§ Records excerpted from a collection
★ ★ ★ ★ ★
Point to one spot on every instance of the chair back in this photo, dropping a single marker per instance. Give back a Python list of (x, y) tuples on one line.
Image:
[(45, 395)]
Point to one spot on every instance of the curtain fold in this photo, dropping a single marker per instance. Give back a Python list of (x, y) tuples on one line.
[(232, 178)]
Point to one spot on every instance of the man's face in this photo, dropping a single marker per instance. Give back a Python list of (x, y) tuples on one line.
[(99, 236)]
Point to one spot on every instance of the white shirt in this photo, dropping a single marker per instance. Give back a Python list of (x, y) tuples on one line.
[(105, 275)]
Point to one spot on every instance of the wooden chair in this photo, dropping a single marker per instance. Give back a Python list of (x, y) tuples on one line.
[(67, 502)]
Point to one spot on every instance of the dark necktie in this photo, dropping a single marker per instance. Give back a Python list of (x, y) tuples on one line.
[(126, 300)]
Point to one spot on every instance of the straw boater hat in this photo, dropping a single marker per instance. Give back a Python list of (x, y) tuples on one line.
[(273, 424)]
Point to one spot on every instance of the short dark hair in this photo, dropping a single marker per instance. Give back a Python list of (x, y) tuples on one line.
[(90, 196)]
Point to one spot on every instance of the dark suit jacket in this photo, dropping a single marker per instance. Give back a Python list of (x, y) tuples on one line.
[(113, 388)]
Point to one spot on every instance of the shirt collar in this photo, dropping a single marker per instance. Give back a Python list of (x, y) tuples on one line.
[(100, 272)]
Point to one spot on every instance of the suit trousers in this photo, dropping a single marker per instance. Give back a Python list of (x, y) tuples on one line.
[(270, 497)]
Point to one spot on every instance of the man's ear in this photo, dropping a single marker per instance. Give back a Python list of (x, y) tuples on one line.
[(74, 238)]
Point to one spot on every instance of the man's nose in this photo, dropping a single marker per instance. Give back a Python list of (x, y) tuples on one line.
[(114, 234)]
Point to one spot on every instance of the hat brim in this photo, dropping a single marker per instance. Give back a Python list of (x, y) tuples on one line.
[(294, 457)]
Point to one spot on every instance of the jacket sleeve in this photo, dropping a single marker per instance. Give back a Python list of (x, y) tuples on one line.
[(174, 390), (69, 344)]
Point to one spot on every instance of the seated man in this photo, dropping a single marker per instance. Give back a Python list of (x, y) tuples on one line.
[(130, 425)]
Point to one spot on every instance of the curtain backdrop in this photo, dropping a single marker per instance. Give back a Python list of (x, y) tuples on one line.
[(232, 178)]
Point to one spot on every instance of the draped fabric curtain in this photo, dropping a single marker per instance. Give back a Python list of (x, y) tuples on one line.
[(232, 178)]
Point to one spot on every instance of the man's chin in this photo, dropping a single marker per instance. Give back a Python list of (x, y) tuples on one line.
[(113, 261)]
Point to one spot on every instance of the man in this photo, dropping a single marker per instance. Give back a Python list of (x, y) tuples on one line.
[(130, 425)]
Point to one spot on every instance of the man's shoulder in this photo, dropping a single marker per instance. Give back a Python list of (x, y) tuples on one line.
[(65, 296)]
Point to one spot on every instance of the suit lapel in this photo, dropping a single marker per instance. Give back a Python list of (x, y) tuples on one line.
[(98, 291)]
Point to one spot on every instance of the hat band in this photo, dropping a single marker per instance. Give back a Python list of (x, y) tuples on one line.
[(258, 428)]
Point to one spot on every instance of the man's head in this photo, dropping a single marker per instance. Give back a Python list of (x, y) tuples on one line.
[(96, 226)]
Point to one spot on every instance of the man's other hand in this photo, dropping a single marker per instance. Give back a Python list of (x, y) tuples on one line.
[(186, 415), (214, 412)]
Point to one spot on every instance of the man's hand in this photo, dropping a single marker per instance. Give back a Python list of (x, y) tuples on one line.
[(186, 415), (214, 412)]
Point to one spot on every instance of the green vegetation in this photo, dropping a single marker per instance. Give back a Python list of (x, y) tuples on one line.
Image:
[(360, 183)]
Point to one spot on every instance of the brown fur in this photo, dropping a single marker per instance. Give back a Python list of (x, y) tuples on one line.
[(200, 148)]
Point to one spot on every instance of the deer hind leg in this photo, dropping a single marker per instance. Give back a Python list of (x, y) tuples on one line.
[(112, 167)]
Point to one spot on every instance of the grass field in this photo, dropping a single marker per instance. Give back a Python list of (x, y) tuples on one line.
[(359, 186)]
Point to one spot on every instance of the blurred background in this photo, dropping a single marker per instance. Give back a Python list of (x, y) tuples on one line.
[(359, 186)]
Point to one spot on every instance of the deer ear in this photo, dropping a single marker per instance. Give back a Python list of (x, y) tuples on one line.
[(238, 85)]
★ ★ ★ ★ ★
§ Exercise requirements
Once you have read the records above, set every one of them down again exactly.

§ Solved exercise
Point to one spot on every instance of the chair back in this photo, dropping a single marker per instance. Give back a Python list of (x, y) tuples on one line.
Image:
[(45, 395)]
Point to one spot on every instance of the curtain fold in this photo, dropping a single marker per instance. Give back a Python list of (x, y) tuples on one line.
[(232, 178)]
Point to one spot on every instance of the man's face in this photo, dropping a single marker per instance. Give back a Python list of (x, y) tuples on one line.
[(99, 236)]
Point to one spot on every instance of the white shirt in this photo, dropping a single marker per instance. Give back a Python list of (x, y) tuples on one line.
[(105, 275)]
Point to one spot on every instance of the wooden chair in this photo, dropping a single marker per instance. Give back a Python list of (x, y) tuples on one line.
[(67, 502)]
Point to one spot on every instance of the dark necktie in this photo, dropping a single marker per instance. Give back a Python list of (x, y) tuples on one line.
[(126, 300)]
Point to one spot on every instance of the straw boater hat in this photo, dropping a single marker per instance. Give back a Python list of (x, y) tuples on one line.
[(273, 424)]
Point to one spot on every instance of the short dark hair in this photo, dropping a single marker per instance. Give back a Python list of (x, y) tuples on one line.
[(90, 196)]
Point to one spot on every instance of the dark suit jacket in this photo, dropping a single marker per instance. Give back a Python list of (x, y) tuples on one line.
[(113, 388)]
Point to one spot on every instance of the shirt collar in this photo, dropping a single marker per instance. Give back a Python list of (x, y) tuples on one line.
[(100, 272)]
Point to one spot on every instance of the suit trousers in this photo, dropping a single marker per instance. Give back a Python list of (x, y) tuples on one line.
[(270, 497)]
Point to one spot on every instance of the man's ear in this photo, dropping a single marker per instance. Give back a Python list of (x, y) tuples on one line.
[(74, 238)]
Point to one spot on every instance of the man's nose in this photo, dropping a single marker per instance. Give back a Python list of (x, y) tuples on one line.
[(114, 234)]
Point to one spot on every instance of the hat brim in this photo, dropping a single marker per instance. Give back a Python list of (x, y) tuples on one line.
[(294, 457)]
Point to one spot on every instance of the jacket sleeve in this photo, dropping a single marker per instance. Give back a Python list of (x, y) tuples on one line.
[(174, 390), (69, 344)]
Point to one spot on every instance of the seated man in this photo, dropping a single marker per instance. Give back a Python list of (x, y) tuples on one line.
[(130, 425)]
Point to one spot on every instance of the curtain backdrop in this photo, dropping a single marker per instance. Give back a Python list of (x, y) tuples on one line.
[(232, 178)]
Point to one spot on every instance of the draped fabric curtain in this photo, dropping a single marker per instance. Give back a Python list of (x, y) tuples on one line.
[(232, 178)]
Point to one spot on every instance of the man's chin in this photo, dropping a single marker per instance. Give back a Python list of (x, y) tuples on one line.
[(113, 261)]
Point to one spot on every instance of the man in this photo, dropping a single marker per instance. Give back a Python list of (x, y) tuples on one line.
[(130, 425)]
Point to one spot on every instance of the man's shoulder in this photo, dropping a single marker per instance. Give back a Python list of (x, y) tuples on one line.
[(65, 296)]
Point to one spot on every instance of the suit lapel in this photo, dropping a single marker per instance. Give back a Python list of (x, y) tuples on one line.
[(98, 291)]
Point to one spot on every instance of the hat band in this photo, dropping a single marker per instance. Give back a Python list of (x, y) tuples on one line.
[(258, 428)]
Point to one spot on every instance of the man's head in this photo, dropping a single marker per instance. Give back a Python list of (x, y) tuples on one line.
[(96, 226)]
Point to one spot on every instance of the man's other hand in this photo, dropping a single marker per instance. Give back a Python list of (x, y) tuples on one line.
[(186, 415), (214, 412)]
Point to one spot on every instance of the man's hand in this photo, dropping a single marker per instance. Give back a Python list of (x, y) tuples on one line.
[(186, 415), (214, 412)]
Point to one spot on every instance of the green vegetation in this photo, dropping a single marker per instance. Give back a Python list of (x, y) tuples on one line.
Image:
[(360, 183)]
Point to one spot on every instance of the brown fur in this photo, dropping a single marker per instance. Give back a Python list of (x, y) tuples on one line.
[(200, 148)]
Point to one spot on every instance of the deer hind leg in this photo, dropping a single marker per instance. Give back a Python list of (x, y) tuples on one line.
[(112, 167)]
Point to one spot on every instance of the grass field in this photo, dropping a single marker per instance. Give back a Python list of (x, y) tuples on one line.
[(359, 186)]
Point to one spot on every instance of the blurred background in this photo, dropping a single marker per instance. Give back a Python list of (x, y) tuples on one line.
[(359, 186)]
Point to one spot on every instance of the deer ear in this photo, dropping a single marker per instance. Give back a Python list of (x, y) tuples on one line.
[(238, 85)]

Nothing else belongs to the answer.